"""

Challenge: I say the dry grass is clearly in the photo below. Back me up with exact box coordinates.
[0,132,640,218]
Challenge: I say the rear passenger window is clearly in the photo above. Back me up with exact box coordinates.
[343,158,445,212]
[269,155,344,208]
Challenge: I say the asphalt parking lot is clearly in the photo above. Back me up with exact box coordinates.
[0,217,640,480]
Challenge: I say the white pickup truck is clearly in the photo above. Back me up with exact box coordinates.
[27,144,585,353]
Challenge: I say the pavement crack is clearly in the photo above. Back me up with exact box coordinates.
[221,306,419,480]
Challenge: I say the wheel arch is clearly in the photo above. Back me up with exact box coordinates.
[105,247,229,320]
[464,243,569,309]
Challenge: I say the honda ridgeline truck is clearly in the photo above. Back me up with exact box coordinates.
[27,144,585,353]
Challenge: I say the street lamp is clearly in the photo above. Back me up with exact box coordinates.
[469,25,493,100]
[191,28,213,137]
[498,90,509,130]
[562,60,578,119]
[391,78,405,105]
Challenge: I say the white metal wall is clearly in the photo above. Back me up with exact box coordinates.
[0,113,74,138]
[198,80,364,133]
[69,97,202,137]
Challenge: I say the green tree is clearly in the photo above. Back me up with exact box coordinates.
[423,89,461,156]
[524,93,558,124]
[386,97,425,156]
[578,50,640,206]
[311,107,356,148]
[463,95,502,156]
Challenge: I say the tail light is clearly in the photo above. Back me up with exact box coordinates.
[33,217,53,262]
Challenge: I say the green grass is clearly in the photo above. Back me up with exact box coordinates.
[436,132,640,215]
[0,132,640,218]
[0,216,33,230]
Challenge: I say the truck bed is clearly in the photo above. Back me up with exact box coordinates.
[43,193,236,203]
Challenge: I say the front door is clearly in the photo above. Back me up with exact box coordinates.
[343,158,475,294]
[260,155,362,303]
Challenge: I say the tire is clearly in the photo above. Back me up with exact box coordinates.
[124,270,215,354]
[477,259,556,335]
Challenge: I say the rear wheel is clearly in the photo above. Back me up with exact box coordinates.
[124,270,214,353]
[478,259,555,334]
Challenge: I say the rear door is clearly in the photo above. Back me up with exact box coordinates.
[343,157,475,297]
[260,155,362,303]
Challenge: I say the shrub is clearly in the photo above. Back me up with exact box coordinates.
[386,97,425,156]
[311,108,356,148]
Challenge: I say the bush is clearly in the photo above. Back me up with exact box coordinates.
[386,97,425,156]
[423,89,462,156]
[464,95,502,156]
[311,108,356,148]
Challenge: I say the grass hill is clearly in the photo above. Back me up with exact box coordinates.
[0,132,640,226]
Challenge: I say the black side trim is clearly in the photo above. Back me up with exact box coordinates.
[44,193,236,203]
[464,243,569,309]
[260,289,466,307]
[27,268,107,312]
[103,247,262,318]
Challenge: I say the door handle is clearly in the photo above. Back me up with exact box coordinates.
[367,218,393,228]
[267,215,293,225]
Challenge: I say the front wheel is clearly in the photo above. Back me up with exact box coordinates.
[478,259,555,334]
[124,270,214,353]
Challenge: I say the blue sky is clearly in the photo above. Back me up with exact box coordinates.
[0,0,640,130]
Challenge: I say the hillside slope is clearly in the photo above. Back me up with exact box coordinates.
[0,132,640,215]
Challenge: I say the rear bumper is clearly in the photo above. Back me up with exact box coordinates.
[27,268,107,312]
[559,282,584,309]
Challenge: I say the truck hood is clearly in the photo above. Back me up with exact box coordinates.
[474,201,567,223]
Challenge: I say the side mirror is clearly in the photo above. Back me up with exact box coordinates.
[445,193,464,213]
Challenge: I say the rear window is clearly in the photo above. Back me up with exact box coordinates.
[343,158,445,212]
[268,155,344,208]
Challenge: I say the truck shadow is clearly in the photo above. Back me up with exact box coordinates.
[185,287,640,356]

"""

▸ **Exercise**
Rewrite all the lines above as a Markdown table with the columns "No." and "Line", giving each row a number and skipping any blank lines.

▸ **Solution to this problem**
| No. | Line |
|---|---|
| 1 | Challenge: I say the dry grass is clearly in the photo below. Back me up with exact box coordinates. |
| 2 | [0,132,640,218] |
| 3 | Challenge: I say the rear passenger window is clearly in the photo above. Back me up with exact box coordinates. |
| 4 | [343,158,445,212] |
| 5 | [269,155,344,208] |
| 6 | Challenge: I say the asphalt parking lot is clearly in the photo above. Back me up with exact box coordinates. |
| 7 | [0,217,640,480] |
| 8 | Challenge: I say the white pickup truck is clearly in the photo above. Back me up with exact box coordinates. |
| 9 | [27,144,585,353] |
| 10 | Challenge: I say the pavement crack is clearly in the photo above. Back me up with exact box coordinates. |
| 11 | [221,306,419,480] |
| 12 | Challenge: I say the wheel arch is clearly in the photo above. Back me up with exact box coordinates. |
| 13 | [105,247,229,320] |
| 14 | [464,243,569,309] |
| 15 | Challenge: I say the honda ridgeline truck is clearly in the photo above. Back me up with exact box coordinates. |
| 16 | [27,144,585,353] |
| 17 | Challenge: I say the street lamp is clearly in the photo above. Back me up with exact box coordinates. |
| 18 | [469,25,493,100] |
| 19 | [191,28,213,137] |
| 20 | [498,90,509,130] |
| 21 | [562,60,578,119] |
| 22 | [391,78,405,105] |
| 23 | Challenge: I say the white metal wall is clearly in the photo above. Back me up with exact box coordinates. |
| 24 | [0,113,74,138] |
| 25 | [198,80,364,133] |
| 26 | [69,97,202,137] |
| 27 | Challenge: I say the green tree is clearly in the photo above. Back me up with exact box coordinates. |
| 28 | [423,89,461,156] |
| 29 | [524,93,558,124] |
| 30 | [386,97,425,156] |
| 31 | [578,50,640,206] |
| 32 | [311,107,356,148] |
| 33 | [463,95,502,156] |
| 34 | Challenge: I say the tail light is clearly in the photo above. Back me up with exact box coordinates. |
| 35 | [33,217,53,262] |
| 36 | Challenge: I say the green grass is clearly in the photo above. Back me up with exact box coordinates. |
| 37 | [436,132,640,215] |
| 38 | [0,132,640,218] |
| 39 | [0,216,33,230] |
| 40 | Challenge: I say the truck bed is clearly in the photo above. Back me up with exact box coordinates. |
| 41 | [43,193,236,203] |
| 42 | Challenge: I say the front door is clearly in the photo above. Back me up with exact box coordinates. |
| 43 | [343,158,475,294] |
| 44 | [260,155,362,303] |
| 45 | Challenge: I say the tire is clearly in the photo above. Back me up with exact box coordinates. |
| 46 | [124,270,215,354] |
| 47 | [477,259,556,335] |
| 48 | Challenge: I say the rear wheel is clearly in the photo above. Back me up with exact box coordinates. |
| 49 | [124,270,214,353] |
| 50 | [478,259,555,334] |
| 51 | Challenge: I say the rear door is clearly in the photo above. Back me up with exact box coordinates. |
| 52 | [343,157,475,297] |
| 53 | [260,155,362,303] |
| 54 | Challenge: I say the shrub is clearly in the photo above. Back me up with exact box coordinates. |
| 55 | [386,97,425,156] |
| 56 | [311,108,356,148] |
| 57 | Challenge: I say the bush is clearly in the photo above. Back me up with exact box coordinates. |
| 58 | [386,97,425,156] |
| 59 | [423,89,462,156] |
| 60 | [464,95,502,156] |
| 61 | [311,108,356,148] |
| 62 | Challenge: I say the grass hill is clearly in the photo above. Back me up with exact box coordinates. |
| 63 | [0,132,640,226] |
| 64 | Challenge: I say the black side trim is clearly in the photo above. Back me up with exact box coordinates. |
| 65 | [44,193,236,203] |
| 66 | [464,243,569,309] |
| 67 | [260,289,466,307] |
| 68 | [27,268,107,312] |
| 69 | [103,247,262,318] |
| 70 | Challenge: I say the door handle is clearly in the photo above. Back me up with exact box coordinates. |
| 71 | [367,218,393,228] |
| 72 | [267,215,293,225] |
| 73 | Challenge: I say the front wheel is clearly in the photo above. Back me up with exact box coordinates. |
| 74 | [478,259,555,334] |
| 75 | [124,270,214,353] |
| 76 | Challenge: I say the blue sky is clearly in the photo above. Back me up with exact box coordinates. |
| 77 | [0,0,640,130] |
| 78 | Challenge: I say the hillside slope is clearly in the photo above. Back me up with exact box coordinates. |
| 79 | [0,132,640,215] |
| 80 | Challenge: I say the rear bumper is clearly in the photo above. Back me up with exact box coordinates. |
| 81 | [27,268,107,312] |
| 82 | [559,282,584,309] |
| 83 | Challenge: I say the truck hood is clearly in the photo above. Back me up with exact box coordinates. |
| 84 | [474,201,567,223] |
| 85 | Challenge: I say the side mirror is clearly in the photo above. Back me up with exact box coordinates. |
| 86 | [445,193,464,213] |
| 87 | Challenge: I say the rear window is clearly in the photo above. Back me up with exact box coordinates. |
| 88 | [343,158,445,212] |
| 89 | [268,155,344,208] |
| 90 | Challenge: I say the truck shadow is clearly in the photo above. Back me up with exact box coordinates. |
| 91 | [185,287,640,356] |